TEXT:

◆ ◆ ◆ ◆ ◆

In [1]:
import gym
from PIL import Image
import numpy as np
from gym.utils import play

pygame 2.0.1 (SDL 2.0.14, Python 3.8.5)
Hello from the pygame community. https://www.pygame.org/contribute.html


In [2]:
from tensorflow.keras.models import Sequential
from tensorflow.keras.layers import Dense,Activation,Flatten,Conv2D,Permute
from tensorflow.keras.optimizers import Adam

In [3]:
from rl.agents.dqn import DQNAgent
from rl.policy import LinearAnnealedPolicy,EpsGreedyQPolicy
from rl.memory import SequentialMemory
from rl.core import Processor
from rl.callbacks import FileLogger,ModelIntervalCheckpoint

In [4]:
env = gym.make("Pong-v0")

In [5]:
num_actions =env.action_space.n

In [6]:
num_actions

6

In [7]:
play.play(env)

In [7]:
IMG_SHAPE = (84,84)
WINDOW_LENGTH = 4

In [8]:
class ImageProcessor(Processor):
    def process_observation(self,observation):
        img = Image.fromarray(observation)
        img = img.resize(IMG_SHAPE)
        img = img.convert('L')
        img = np.array(img)
        return img.astype('uint8')
    def process_state_batch(self,batch):
        processed_batch = batch.astype('float32')/255.0
        return processed_batch

In [10]:
input_shape = (WINDOW_LENGTH,IMG_SHAPE[0],IMG_SHAPE[1])

In [11]:
S_Net = Sequential()
S_Net.add(Permute((2,3,1),input_shape = input_shape))
S_Net.add(Conv2D(32,(8,8),strides=(4,4),kernel_initializer='he_normal'))
S_Net.add(Activation('relu'))
S_Net.add(Conv2D(64,(4,4),strides =(2,2),kernel_initializer='he_normal'))
S_Net.add(Activation('relu'))
S_Net.add(Conv2D(64,(3,3),strides = (1,1),kernel_initializer='he_normal'))
S_Net.add(Activation('relu'))
S_Net.add(Flatten())

◆ ◆ ◆ ◆ ◆

ROWS:
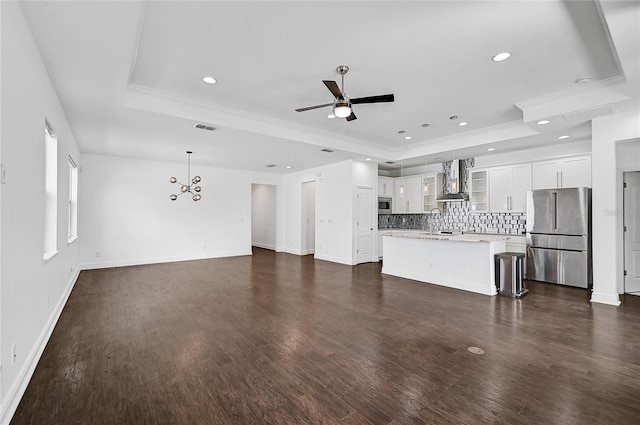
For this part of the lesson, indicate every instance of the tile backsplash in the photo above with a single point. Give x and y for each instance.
(457, 216)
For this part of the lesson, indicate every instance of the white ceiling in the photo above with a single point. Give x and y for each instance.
(129, 76)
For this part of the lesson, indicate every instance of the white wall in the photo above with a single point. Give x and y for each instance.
(126, 216)
(627, 159)
(536, 154)
(607, 133)
(263, 216)
(33, 291)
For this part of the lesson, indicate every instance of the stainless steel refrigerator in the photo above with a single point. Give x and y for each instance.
(559, 236)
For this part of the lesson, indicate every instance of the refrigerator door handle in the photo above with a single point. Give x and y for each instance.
(555, 211)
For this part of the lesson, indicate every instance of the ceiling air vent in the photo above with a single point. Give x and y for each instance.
(205, 127)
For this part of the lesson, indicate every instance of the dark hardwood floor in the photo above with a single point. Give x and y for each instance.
(280, 339)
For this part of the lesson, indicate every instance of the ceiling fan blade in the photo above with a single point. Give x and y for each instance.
(308, 108)
(333, 88)
(373, 99)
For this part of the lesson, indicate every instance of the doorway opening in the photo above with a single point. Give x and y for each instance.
(365, 216)
(308, 230)
(631, 232)
(263, 216)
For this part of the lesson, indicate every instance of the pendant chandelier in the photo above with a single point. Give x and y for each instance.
(192, 187)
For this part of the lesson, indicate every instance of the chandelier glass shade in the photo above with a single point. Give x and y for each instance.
(193, 188)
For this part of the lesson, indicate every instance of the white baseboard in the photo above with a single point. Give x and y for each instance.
(347, 261)
(264, 246)
(611, 299)
(141, 261)
(19, 386)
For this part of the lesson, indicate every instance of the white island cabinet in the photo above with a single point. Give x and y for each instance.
(461, 261)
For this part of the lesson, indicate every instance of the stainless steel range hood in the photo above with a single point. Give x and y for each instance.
(454, 176)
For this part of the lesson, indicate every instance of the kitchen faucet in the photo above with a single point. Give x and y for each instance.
(439, 211)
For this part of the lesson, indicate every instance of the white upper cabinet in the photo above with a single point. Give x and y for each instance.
(479, 189)
(408, 198)
(573, 171)
(508, 187)
(385, 187)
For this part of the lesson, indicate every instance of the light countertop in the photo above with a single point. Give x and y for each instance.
(465, 237)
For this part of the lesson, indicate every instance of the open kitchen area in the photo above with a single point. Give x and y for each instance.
(430, 224)
(320, 212)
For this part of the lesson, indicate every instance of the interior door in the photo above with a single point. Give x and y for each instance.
(364, 225)
(632, 234)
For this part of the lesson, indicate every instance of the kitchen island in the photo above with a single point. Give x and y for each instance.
(463, 261)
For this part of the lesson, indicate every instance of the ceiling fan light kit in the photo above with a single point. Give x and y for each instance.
(192, 187)
(342, 105)
(342, 108)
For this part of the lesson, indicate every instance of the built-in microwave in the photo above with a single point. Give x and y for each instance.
(384, 205)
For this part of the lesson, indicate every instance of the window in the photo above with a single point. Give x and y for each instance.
(72, 207)
(50, 193)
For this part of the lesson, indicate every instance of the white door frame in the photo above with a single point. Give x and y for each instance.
(631, 224)
(368, 231)
(307, 219)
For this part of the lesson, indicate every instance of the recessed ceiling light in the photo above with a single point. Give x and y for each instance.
(501, 57)
(205, 127)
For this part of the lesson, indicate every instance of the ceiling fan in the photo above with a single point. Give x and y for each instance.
(342, 104)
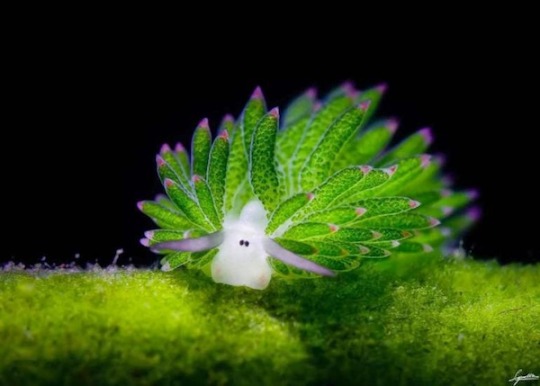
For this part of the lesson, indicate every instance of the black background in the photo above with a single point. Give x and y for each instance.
(84, 121)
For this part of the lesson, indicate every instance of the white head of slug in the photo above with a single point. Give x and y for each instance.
(244, 250)
(241, 259)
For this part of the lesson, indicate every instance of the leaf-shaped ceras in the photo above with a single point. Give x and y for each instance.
(308, 194)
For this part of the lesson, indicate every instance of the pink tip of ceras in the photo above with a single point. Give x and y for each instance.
(160, 161)
(473, 194)
(165, 148)
(348, 87)
(366, 169)
(433, 222)
(364, 105)
(427, 248)
(274, 112)
(392, 125)
(474, 213)
(360, 211)
(425, 160)
(203, 124)
(427, 135)
(224, 134)
(414, 204)
(381, 88)
(179, 148)
(333, 228)
(257, 93)
(447, 232)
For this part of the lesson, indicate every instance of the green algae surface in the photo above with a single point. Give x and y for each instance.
(388, 323)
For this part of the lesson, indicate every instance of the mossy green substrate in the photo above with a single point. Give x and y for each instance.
(391, 323)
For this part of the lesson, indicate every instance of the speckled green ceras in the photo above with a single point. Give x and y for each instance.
(307, 193)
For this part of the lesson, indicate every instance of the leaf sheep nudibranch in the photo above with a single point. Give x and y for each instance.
(306, 194)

◆ ◆ ◆ ◆ ◆

GOAL:
Quote the Pong agent code word for word, starting at "img = img.resize(IMG_SHAPE)" and ending at "S_Net.add(Permute((2,3,1),input_shape = input_shape))". The material has no role in this.

TASK SOLUTION:
img = img.resize(IMG_SHAPE)
        img = img.convert('L')
        img = np.array(img)
        return img.astype('uint8')
    def process_state_batch(self,batch):
        processed_batch = batch.astype('float32')/255.0
        return processed_batch

In [10]:
input_shape = (WINDOW_LENGTH,IMG_SHAPE[0],IMG_SHAPE[1])

In [11]:
S_Net = Sequential()
S_Net.add(Permute((2,3,1),input_shape = input_shape))